Grace and peace to you from God our Father and our Lord and Saviour
Jesus Christ. Amen
The text
for this meditation is written in the 22nd Chapter of the Gospel
according to St Matthew: Verses 15 – 33:
15 Then the Pharisees went and plotted how to entangle him in his words. 16 And they sent their disciples to him, along with the Herodians, saying, “Teacher, we know that you are true and teach the way of God truthfully, and you do not care about anyone’s opinion, for you are not swayed by appearances. 17 Tell us, then, what you think. Is it lawful to pay taxes to Caesar, or not?” 18 But Jesus, aware of their malice, said, “Why put me to the test, you hypocrites? 19 Show me the coin for the tax.” And they brought him a denarius. 20 And Jesus said to them, “Whose likeness and inscription is this?” 21 They said, “Caesar’s.” Then he said to them, “Therefore render to Caesar the things that are Caesar’s, and to God the things that are God’s.” 22 When they heard it, they marvelled. And they left him and went away.
23 The same day Sadducees came to him, who say that there is no resurrection,
and they asked him a question, 24 saying, “Teacher, Moses said, ‘If a man dies having no children, his brother must
marry the widow and raise up offspring for his brother.’ 25 Now
there were seven brothers among us. The first married and died, and having no
offspring left his wife to his
brother. 26 So too the second and third, down to the
seventh. 27 After them all, the woman died. 28 In the
resurrection, therefore, of the seven, whose wife will she be? For they all had her.”
29 But Jesus answered them, “You
are wrong, because you know neither the Scriptures nor the power of God. 30 For in the resurrection they neither marry nor are given in marriage, but are like angels in heaven. 31 And as for the resurrection of the dead, have you not read what was said to you by God: 32 ‘I am the God of Abraham, and the God of
Isaac, and the God of Jacob’? He is not God of the dead, but of the living.” 33 And
when the crowd heard it, they
were astonished at his teaching.
I can
still hear the words of a very learned Doctor of Theology and Seminary lecturer. ‘Anytime you are doing any form of
communication, three things are very important; context, context, and context.
This is true when you are listening to a speech. This is true when you are reading a
book. This is especially true when you
are working with the Bible’.
In order
to understand how bizarre the situation is in today’s Gospel, we need to look
at the cultural context of the
Gospel. The Gospel we just heard tells
us that some disciples of the Pharisees and some Herodians came to Jesus. Since it is most unlikely than any of us have
ever met any Herodians or Pharisees, we probably do not understand how strange
this is.
One of
the many things that you can say about the Pharisees is that they were
extremely nationalistic. They believed
that Jerusalem should be ruled by Jews and not by gentiles. After all, the law of Moses states, [Deuteronomy 17:15] “One from
among your brothers you shall set as king over you. You may not put a foreigner
over you, who is not your brother.”
Therefore they hated the Roman occupation. They were realistic enough to understand that
Rome had a lot of power. So, they
weren’t stupid enough to be terrorists against Rome. On the other hand, if someone presented a
reasonable plan to get Rome out of Israel, they would help wherever they could.

*Source records*
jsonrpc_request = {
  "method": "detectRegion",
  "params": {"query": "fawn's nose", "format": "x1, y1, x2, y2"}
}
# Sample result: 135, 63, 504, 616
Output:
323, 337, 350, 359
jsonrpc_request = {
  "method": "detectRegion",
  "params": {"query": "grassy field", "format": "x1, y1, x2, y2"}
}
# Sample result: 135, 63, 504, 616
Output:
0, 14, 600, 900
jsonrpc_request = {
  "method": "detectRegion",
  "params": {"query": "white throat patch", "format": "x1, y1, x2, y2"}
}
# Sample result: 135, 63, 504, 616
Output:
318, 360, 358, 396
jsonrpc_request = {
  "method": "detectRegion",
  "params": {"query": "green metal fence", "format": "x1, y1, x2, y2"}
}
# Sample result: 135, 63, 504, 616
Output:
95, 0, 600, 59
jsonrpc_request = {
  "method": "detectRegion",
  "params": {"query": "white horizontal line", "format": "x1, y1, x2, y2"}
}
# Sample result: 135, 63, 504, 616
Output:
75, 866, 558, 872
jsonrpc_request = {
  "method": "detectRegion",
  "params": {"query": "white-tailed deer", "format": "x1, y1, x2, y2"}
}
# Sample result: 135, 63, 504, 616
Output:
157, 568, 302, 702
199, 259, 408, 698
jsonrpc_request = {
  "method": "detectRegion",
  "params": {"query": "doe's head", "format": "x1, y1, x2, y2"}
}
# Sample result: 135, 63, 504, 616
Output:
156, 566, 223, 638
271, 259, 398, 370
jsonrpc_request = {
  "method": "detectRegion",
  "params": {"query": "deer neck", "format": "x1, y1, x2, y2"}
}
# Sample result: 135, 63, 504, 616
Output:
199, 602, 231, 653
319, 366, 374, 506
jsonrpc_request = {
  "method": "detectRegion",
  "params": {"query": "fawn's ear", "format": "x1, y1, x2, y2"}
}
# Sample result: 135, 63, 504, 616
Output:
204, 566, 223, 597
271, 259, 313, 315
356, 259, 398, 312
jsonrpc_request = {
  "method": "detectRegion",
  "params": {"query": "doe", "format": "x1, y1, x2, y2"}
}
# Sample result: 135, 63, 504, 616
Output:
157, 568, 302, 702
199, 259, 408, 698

*WRITTEN INSTRUCTION A*
From the sermon, quote the passage between "This is true when you are listening" and "with the Bible’.", inclusive.
*WRITTEN INSTRUCTION B*
According to the sermon, who did the Pharisees believe should rule Jerusalem?

*EXERCISE RESULT A*
This is true when you are listening to a speech. This is true when you are reading a
book. This is especially true when you
are working with the Bible’.

*EXERCISE RESULT B*
Jews, not gentiles.